* Start Selected text *
Blog Entry

The Tampa problem (really, the St. Pete problem)

Posted on: September 28, 2010 4:11 pm
Edited on: September 28, 2010 6:48 pm
It sounds bad for million-dollar players to complain when people don't buy tickets to watch them. It's unlikely to convince any of those people sitting at home that they should go buy a ticket to watch those players.

That said, the Rays have a problem, one that has become more obvious this year than ever.

Baseball has a problem.

And while the Rays' decision to give away 20,000 free tickets to Wednesday's game against the Orioles is a nice way to fill up the park -- and keep some people from complaining about the critical comments by Evan Longoria and David Price, it doesn't solve the problem.

The problem isn't that there were only 12,446 tickets sold for the Rays' potential playoff clincher Monday night. The problem is that with a first-place team, one that has now been good for three years, a crowd of 12,446 is perfectly normal for a Monday night at Tropicana Field -- with anyone but the Yankees or Red Sox as the opposition.

With three regular-season home dates remaining, the Rays have drawn just over 1.8 million. But more than 500,000 of that is for the 18 dates with the Yankees and Red Sox. Their average crowd for the other 61 dates is just 21,130, worse than the Nationals and just ahead of the last-place Pirates.

When a last-place team has attendance problems, blame management for not providing a better product. When a first-place team has a problem, don't blame the fans, but you might want to blame the market.

When the Rays didn't draw under the Vince Naimoli ownership, you could blame Naimoli for the way he ran the team and the way he alienated so many people in the market. But under Stu Sternberg's ownership, the Rays have had winning teams, and have been fan-friendly at the same time.

Sternberg and his group have tried to get a new stadium built, because the Trop itself could be a big part of the problem. It's not a great ballpark, and it's in the wrong place.
* End Selected text *
* Start Dataset extract *
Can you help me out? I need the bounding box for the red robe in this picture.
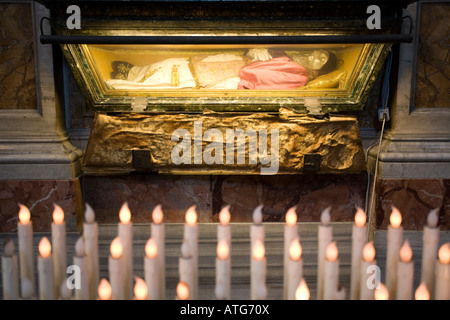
[238,56,308,90]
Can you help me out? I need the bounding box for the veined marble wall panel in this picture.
[415,2,450,108]
[0,2,37,109]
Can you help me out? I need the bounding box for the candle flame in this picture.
[20,278,34,299]
[181,241,191,259]
[84,203,95,224]
[355,207,366,228]
[253,204,263,224]
[289,238,302,261]
[98,278,112,300]
[414,282,430,300]
[253,240,266,260]
[75,237,86,257]
[152,204,164,224]
[286,206,297,227]
[186,204,197,226]
[320,207,331,226]
[438,242,450,264]
[145,238,158,259]
[134,277,148,300]
[400,239,412,262]
[119,202,131,224]
[363,241,375,262]
[373,283,389,300]
[325,241,339,262]
[389,206,402,229]
[427,209,439,228]
[39,237,52,258]
[295,278,310,300]
[19,203,31,224]
[53,204,64,224]
[217,239,230,260]
[3,239,14,257]
[110,237,123,259]
[177,281,189,300]
[219,205,231,226]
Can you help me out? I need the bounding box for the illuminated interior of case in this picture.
[82,44,366,96]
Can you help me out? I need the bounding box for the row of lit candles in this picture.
[2,203,450,300]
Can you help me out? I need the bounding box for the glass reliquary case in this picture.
[62,43,390,112]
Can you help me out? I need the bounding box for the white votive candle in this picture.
[184,205,198,300]
[350,207,367,300]
[250,205,265,254]
[134,277,148,300]
[176,281,189,300]
[215,239,231,300]
[421,209,439,297]
[323,241,339,300]
[373,283,389,300]
[72,237,89,300]
[396,240,414,300]
[434,242,450,300]
[386,206,403,300]
[414,282,430,300]
[118,202,133,300]
[144,238,161,300]
[83,203,100,300]
[108,237,125,300]
[98,278,112,300]
[151,204,166,300]
[178,240,195,300]
[286,236,303,300]
[295,278,311,300]
[2,239,19,300]
[250,239,267,300]
[283,206,300,300]
[317,207,333,300]
[38,237,56,300]
[17,203,36,298]
[51,204,67,298]
[358,241,377,300]
[217,205,231,247]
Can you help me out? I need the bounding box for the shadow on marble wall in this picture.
[376,179,450,230]
[82,173,367,223]
[0,179,83,232]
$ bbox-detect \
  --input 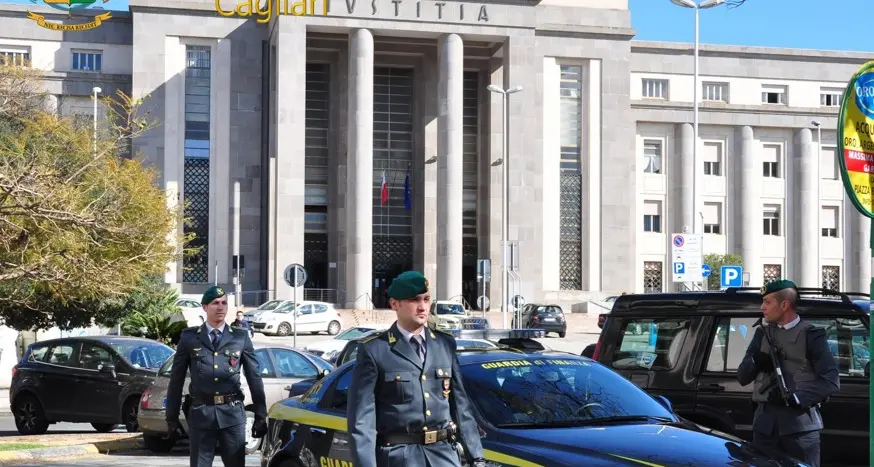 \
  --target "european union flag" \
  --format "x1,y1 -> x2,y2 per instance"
404,170 -> 413,211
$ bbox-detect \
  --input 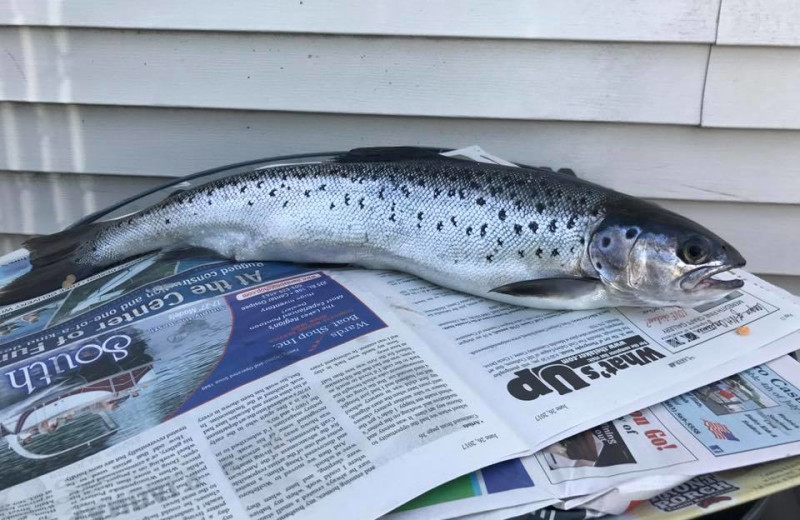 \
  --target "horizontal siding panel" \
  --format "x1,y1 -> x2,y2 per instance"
703,46 -> 800,129
0,27 -> 708,124
660,200 -> 800,276
0,0 -> 719,43
717,0 -> 800,46
0,171 -> 165,235
0,103 -> 800,203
* End Dataset extract *
* [Task goal]: According to the blog entry, how many tickets were sold for the Rays' potential playoff clincher on Monday night? Please work only from the blog entry above, not the rows.

* [Answer to this task]: 12,446 tickets.